[Stored items]
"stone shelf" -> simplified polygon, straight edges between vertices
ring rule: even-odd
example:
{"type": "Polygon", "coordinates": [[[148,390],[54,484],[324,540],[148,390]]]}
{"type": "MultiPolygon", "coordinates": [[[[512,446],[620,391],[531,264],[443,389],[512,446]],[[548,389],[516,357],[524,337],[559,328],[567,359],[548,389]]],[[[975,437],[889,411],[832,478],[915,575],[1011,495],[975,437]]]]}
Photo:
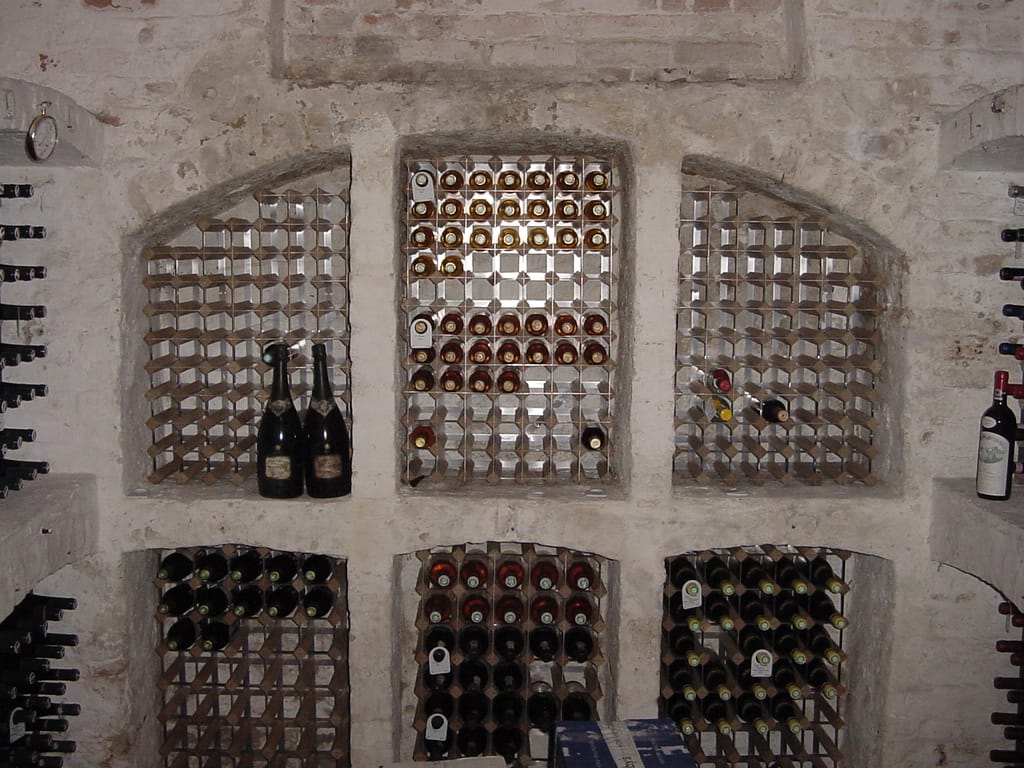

ACTIVITY: Return the data verbatim, leaving out the pictures it holds.

PROBLEM SOLUTION:
"stone shelf" -> simplified polygon, straight edges between vertices
ring rule: even-odd
example:
{"type": "Polygon", "coordinates": [[[148,390],[54,484],[324,540],[148,390]]]}
{"type": "MultiPolygon", "coordinates": [[[[512,446],[620,391],[531,264],[443,389],[512,446]],[[548,389],[516,357],[524,337],[559,328],[567,359],[548,389]]],[[[975,437],[889,411],[832,478],[915,575],[1011,495],[975,437]]]]}
Photo:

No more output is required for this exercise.